Montana was just a prelude to Birdseye's most transformative adventure, a trip to Labrador with medical missionary Wilfred Grenfell, from 1912 to 1915. In Labrador, Birdseye established a lucrative fox fur business he would run for several years. Quick to adapt to his new environment, he traveled long distances by dogsled, sent animal specimens he'd stuffed to the U.S. Biological Survey, observed birds and seals, and enjoyed unique meals, which included marinated lynx, seal and owl.
After his time in Labrador, but before he became famous for inventing the flash-freezing process, Birdseye worked for the U.S. Fisheries Association where, "what excited his imagination was the problem of getting fresh fish to market in good condition." This preoccupation led to a breakthrough when, as Birdseye described it, his "subconscious suddenly told [him] that perishable foods could be kept perfectly preserved in the same way [he] had kept them in Labrador - by quick freezing!" This inventive technique greatly improved the quality of frozen foods; prior to flash-freezing, foods would freeze slowly, causing larger ice crystals to form, which resulted in mushy and/or dry food when thawed. Flash-freezing, on the other hand, prevented the large crystals from forming, which yielded tastier and more desirable meals.
Kurlansky covers the history of refrigeration, the chemistry of freezing food, the various freezing processes and the equipment Birdseye invented to package, store, transport and sell "frosted" food, as well as the way these inventions changed the American diet. Americans, who had once eaten fresh-grown produce, eventually came to love "frosted" vegetables from distant factory farms. Other foods that became popular in the Birdseye era - JELL-O, Velveeta, Bubblegum, and 7Up - presaged our era of long-distance and industrialized food. One of Birdseye's assistants recalls, "There was not a frozen food item that I do not recall Birdseye experimenting with at one time or another in the early days. He tried all kinds of things - not only seafood, meats and vegetables, but baked and unbaked goods as well as cooked foods."

_Task item 1_. Translate this sentence from the passage on Birdseye into Spanish: "In Labrador, Birdseye established a lucrative fox fur business he would run for several years."
_Task item 2_. In the passage on Birdseye, which organization did Birdseye work for after his time in Labrador?
_Task item 3_. Rewrite the passage on Birdseye starting with "Montana was just" and going on through "seal and owl.", putting "sledge" in place of "dogsled".

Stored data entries
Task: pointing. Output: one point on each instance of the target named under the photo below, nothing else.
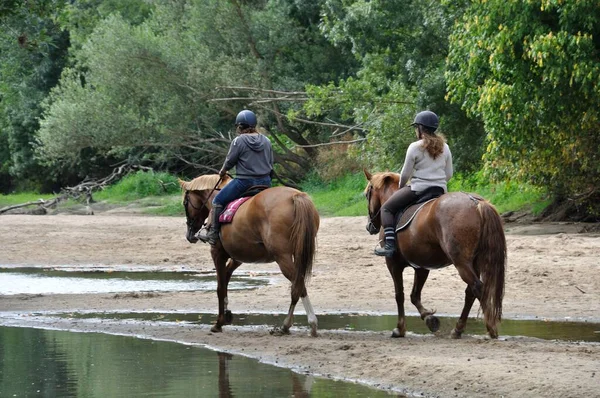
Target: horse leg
(220, 260)
(232, 265)
(286, 265)
(431, 321)
(310, 314)
(464, 315)
(473, 291)
(396, 272)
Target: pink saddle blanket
(229, 212)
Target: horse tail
(304, 240)
(490, 259)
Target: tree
(531, 71)
(401, 47)
(171, 86)
(33, 52)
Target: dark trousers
(236, 188)
(396, 203)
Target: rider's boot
(212, 235)
(389, 248)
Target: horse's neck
(387, 193)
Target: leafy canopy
(530, 69)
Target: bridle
(371, 225)
(187, 201)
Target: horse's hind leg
(310, 314)
(396, 273)
(432, 321)
(287, 266)
(473, 291)
(232, 265)
(464, 315)
(224, 271)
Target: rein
(186, 202)
(370, 225)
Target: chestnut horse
(279, 224)
(456, 228)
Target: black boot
(212, 235)
(389, 248)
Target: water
(52, 281)
(572, 331)
(49, 363)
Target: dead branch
(80, 192)
(332, 143)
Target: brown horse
(456, 228)
(279, 224)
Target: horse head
(380, 187)
(197, 197)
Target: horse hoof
(276, 331)
(433, 323)
(455, 334)
(396, 333)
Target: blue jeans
(236, 188)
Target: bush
(140, 185)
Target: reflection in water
(49, 363)
(44, 281)
(573, 331)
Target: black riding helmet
(427, 119)
(246, 119)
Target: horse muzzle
(371, 228)
(191, 236)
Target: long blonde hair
(433, 143)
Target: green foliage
(505, 195)
(340, 197)
(151, 87)
(531, 71)
(34, 51)
(402, 48)
(22, 197)
(140, 185)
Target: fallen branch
(81, 192)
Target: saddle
(232, 207)
(404, 218)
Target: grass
(24, 197)
(505, 195)
(159, 194)
(341, 197)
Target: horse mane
(203, 182)
(378, 180)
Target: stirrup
(208, 237)
(387, 251)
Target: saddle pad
(227, 215)
(407, 216)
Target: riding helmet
(427, 119)
(246, 118)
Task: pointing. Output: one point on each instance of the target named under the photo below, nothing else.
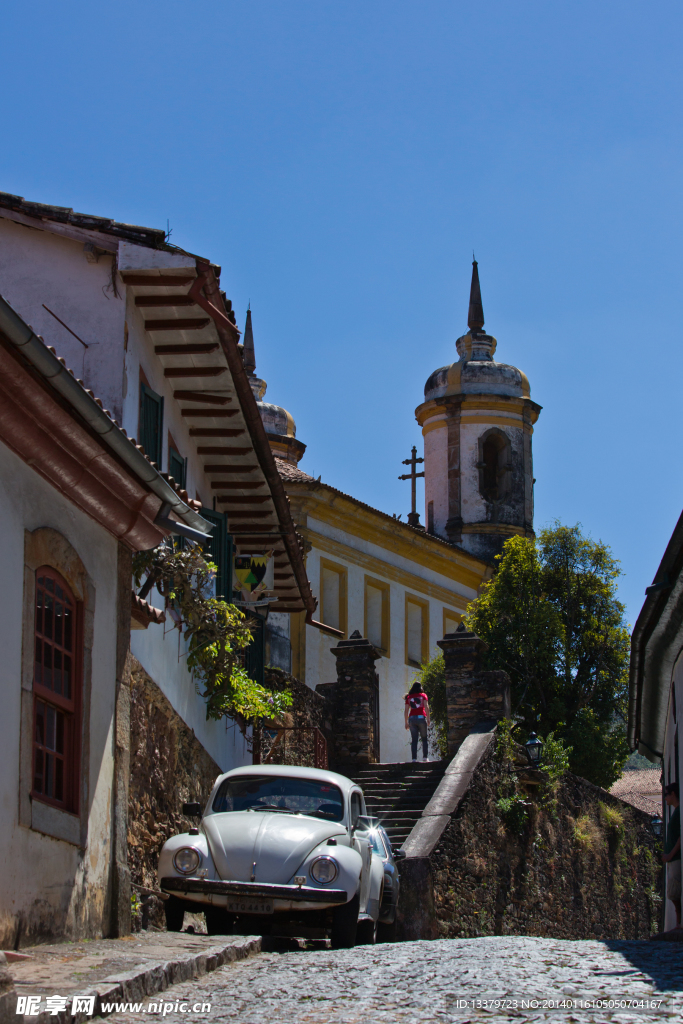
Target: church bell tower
(477, 420)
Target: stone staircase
(397, 793)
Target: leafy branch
(217, 633)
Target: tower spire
(249, 354)
(475, 312)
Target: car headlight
(186, 860)
(325, 869)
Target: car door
(360, 843)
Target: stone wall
(473, 694)
(574, 863)
(168, 766)
(353, 702)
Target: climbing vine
(217, 633)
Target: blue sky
(341, 161)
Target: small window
(377, 614)
(56, 692)
(333, 595)
(151, 422)
(451, 621)
(177, 467)
(494, 459)
(218, 549)
(417, 631)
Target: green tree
(552, 621)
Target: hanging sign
(254, 576)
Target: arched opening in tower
(493, 452)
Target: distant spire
(249, 355)
(475, 312)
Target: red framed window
(56, 688)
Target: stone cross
(413, 516)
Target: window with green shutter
(152, 422)
(177, 467)
(218, 549)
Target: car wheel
(367, 933)
(217, 921)
(174, 911)
(386, 933)
(345, 924)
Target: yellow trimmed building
(401, 585)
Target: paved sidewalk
(120, 970)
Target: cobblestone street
(442, 981)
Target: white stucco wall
(60, 871)
(38, 267)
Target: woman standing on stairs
(417, 719)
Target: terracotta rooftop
(169, 479)
(642, 788)
(292, 474)
(65, 215)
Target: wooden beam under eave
(164, 300)
(196, 348)
(216, 431)
(162, 281)
(254, 531)
(210, 399)
(218, 414)
(235, 484)
(194, 324)
(227, 451)
(195, 371)
(250, 514)
(243, 500)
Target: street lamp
(534, 748)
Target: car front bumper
(284, 897)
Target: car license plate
(249, 906)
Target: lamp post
(534, 748)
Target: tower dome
(477, 421)
(280, 425)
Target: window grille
(218, 549)
(255, 652)
(177, 467)
(56, 691)
(151, 422)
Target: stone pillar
(354, 704)
(472, 694)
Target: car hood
(278, 843)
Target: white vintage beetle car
(281, 850)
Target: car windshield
(274, 793)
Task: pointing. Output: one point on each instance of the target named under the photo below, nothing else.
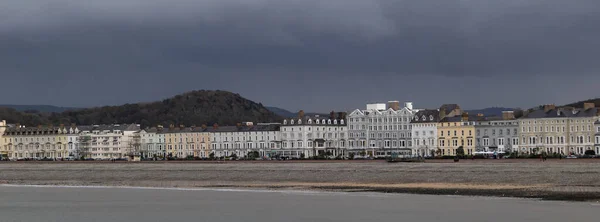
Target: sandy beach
(573, 180)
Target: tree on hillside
(195, 107)
(460, 151)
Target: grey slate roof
(471, 118)
(253, 128)
(449, 107)
(124, 127)
(305, 121)
(427, 113)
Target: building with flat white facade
(40, 142)
(597, 139)
(563, 130)
(152, 143)
(109, 141)
(247, 137)
(313, 136)
(424, 132)
(381, 129)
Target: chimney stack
(549, 107)
(408, 105)
(508, 115)
(301, 114)
(587, 106)
(395, 105)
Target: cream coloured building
(186, 142)
(40, 142)
(263, 138)
(313, 136)
(381, 129)
(561, 130)
(104, 142)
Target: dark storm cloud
(373, 50)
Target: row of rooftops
(246, 127)
(453, 113)
(315, 121)
(117, 128)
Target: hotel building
(381, 129)
(563, 130)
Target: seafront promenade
(566, 179)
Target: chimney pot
(549, 107)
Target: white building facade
(424, 133)
(104, 142)
(248, 137)
(565, 131)
(152, 143)
(497, 134)
(306, 137)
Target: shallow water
(71, 204)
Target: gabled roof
(562, 112)
(449, 107)
(316, 121)
(431, 115)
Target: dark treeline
(192, 108)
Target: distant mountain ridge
(39, 108)
(491, 111)
(287, 114)
(192, 108)
(579, 104)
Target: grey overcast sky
(316, 55)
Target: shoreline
(524, 192)
(552, 180)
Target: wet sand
(574, 180)
(90, 204)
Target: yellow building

_Written response 1_. En Labrador, Birdseye estableció un lucrativo negocio de pieles de zorro que dirigiría durante varios años.

_Written response 2_. The U.S. Fisheries Association.

_Written response 3_.
Montana was just a prelude to Birdseye's most transformative adventure, a trip to Labrador with medical missionary Wilfred Grenfell, from 1912 to 1915. In Labrador, Birdseye established a lucrative fox fur business he would run for several years. Quick to adapt to his new environment, he traveled long distances by sledge, sent animal specimens he'd stuffed to the U.S. Biological Survey, observed birds and seals, and enjoyed unique meals, which included marinated lynx, seal and owl.